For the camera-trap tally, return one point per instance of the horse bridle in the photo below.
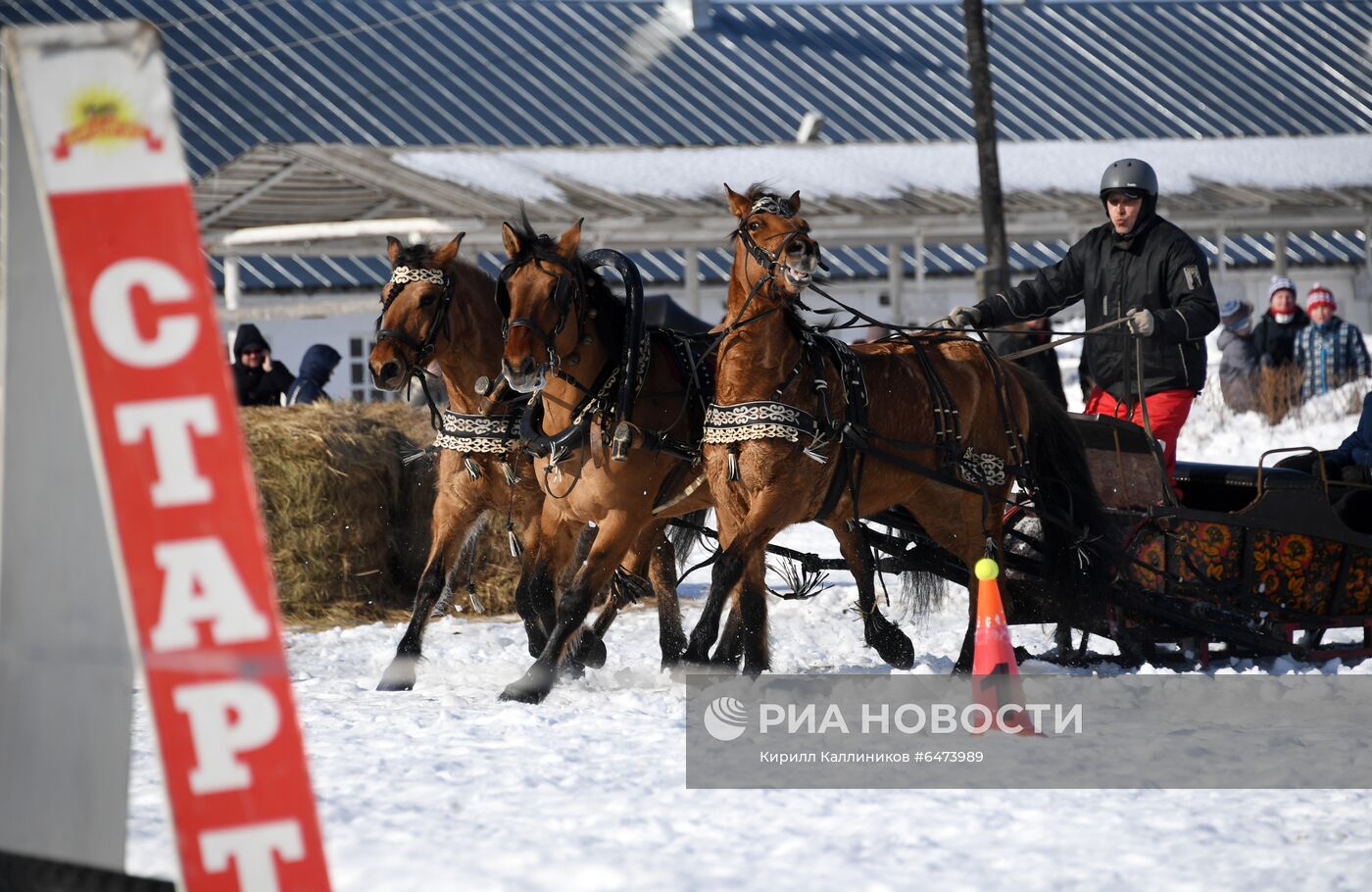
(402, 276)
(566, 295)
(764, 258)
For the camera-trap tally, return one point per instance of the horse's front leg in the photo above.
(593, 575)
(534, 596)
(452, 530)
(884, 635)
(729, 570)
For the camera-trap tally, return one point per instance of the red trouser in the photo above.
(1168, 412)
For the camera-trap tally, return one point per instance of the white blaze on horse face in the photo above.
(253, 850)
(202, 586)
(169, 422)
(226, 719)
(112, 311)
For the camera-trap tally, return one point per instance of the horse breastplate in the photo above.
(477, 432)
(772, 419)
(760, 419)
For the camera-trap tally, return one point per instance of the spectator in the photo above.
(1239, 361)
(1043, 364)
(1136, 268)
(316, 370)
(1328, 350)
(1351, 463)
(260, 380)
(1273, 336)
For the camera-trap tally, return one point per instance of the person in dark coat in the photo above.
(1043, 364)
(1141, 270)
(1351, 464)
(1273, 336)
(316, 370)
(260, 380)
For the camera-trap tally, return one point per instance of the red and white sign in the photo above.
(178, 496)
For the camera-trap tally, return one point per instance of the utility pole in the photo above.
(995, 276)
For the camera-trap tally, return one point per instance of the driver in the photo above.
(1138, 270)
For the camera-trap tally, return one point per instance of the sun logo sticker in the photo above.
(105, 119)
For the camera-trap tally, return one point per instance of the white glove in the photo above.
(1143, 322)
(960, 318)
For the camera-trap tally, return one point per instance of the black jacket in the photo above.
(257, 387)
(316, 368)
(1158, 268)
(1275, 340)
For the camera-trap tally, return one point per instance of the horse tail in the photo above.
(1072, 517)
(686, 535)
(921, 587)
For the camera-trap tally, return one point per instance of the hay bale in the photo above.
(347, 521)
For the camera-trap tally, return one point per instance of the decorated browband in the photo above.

Given task: Please copy every item above word for word, leaving out the picture.

Exercise answer:
For the camera-trap tally, return one point per instance of the horse bridle in the photo below.
(402, 276)
(566, 295)
(764, 258)
For the camera-trap tally, return one point per instance of the horse's front leg in the photo above.
(593, 575)
(534, 596)
(452, 530)
(884, 635)
(729, 570)
For the camera-trap tally, return one point per instance of the red trouser in the photo above.
(1168, 412)
For the camera-trap tally, return one point per instance of the white blaze on horse face in the photo above.
(253, 850)
(202, 586)
(169, 422)
(226, 719)
(112, 311)
For the camera-trap tally, return one point per instance of the horse breastplate in the photo above.
(477, 432)
(772, 419)
(760, 419)
For the camera-trap tally, return one point per instance of the spectator in the photo above.
(1239, 361)
(1043, 364)
(1136, 268)
(316, 370)
(1328, 350)
(1351, 463)
(260, 380)
(1273, 336)
For the camera-trap tally, return one point per instance of the person in dark coat in the photo above.
(1043, 364)
(1141, 270)
(1351, 464)
(1273, 336)
(316, 370)
(260, 380)
For the camera-trap tally, return one point per instance of the red and white sign in the photo above.
(178, 496)
For the camera-trap tally, return one point per instance of the utility pole in the photo above.
(995, 276)
For the camera-trap tally, return one point per instance of the driver in the photo above.
(1138, 270)
For the camera-trap tally, return one point per instance of the sun logo sticker in the photo above.
(105, 119)
For the camera-trap tally, return one point per instance of the white glove in the photo above.
(1143, 322)
(960, 318)
For the camera-trap tally, return one point per instance of the black jacket in the photo above.
(257, 387)
(316, 368)
(1158, 268)
(1275, 340)
For the camera-trap tally, return one point per instance of the horse tail in the photo above.
(1072, 517)
(686, 535)
(921, 587)
For the camera-trap tally, return one point per instance of the hay bale in the photo above.
(347, 521)
For the camera-trap tally, return one point per instance of the decorated browband in the photo above.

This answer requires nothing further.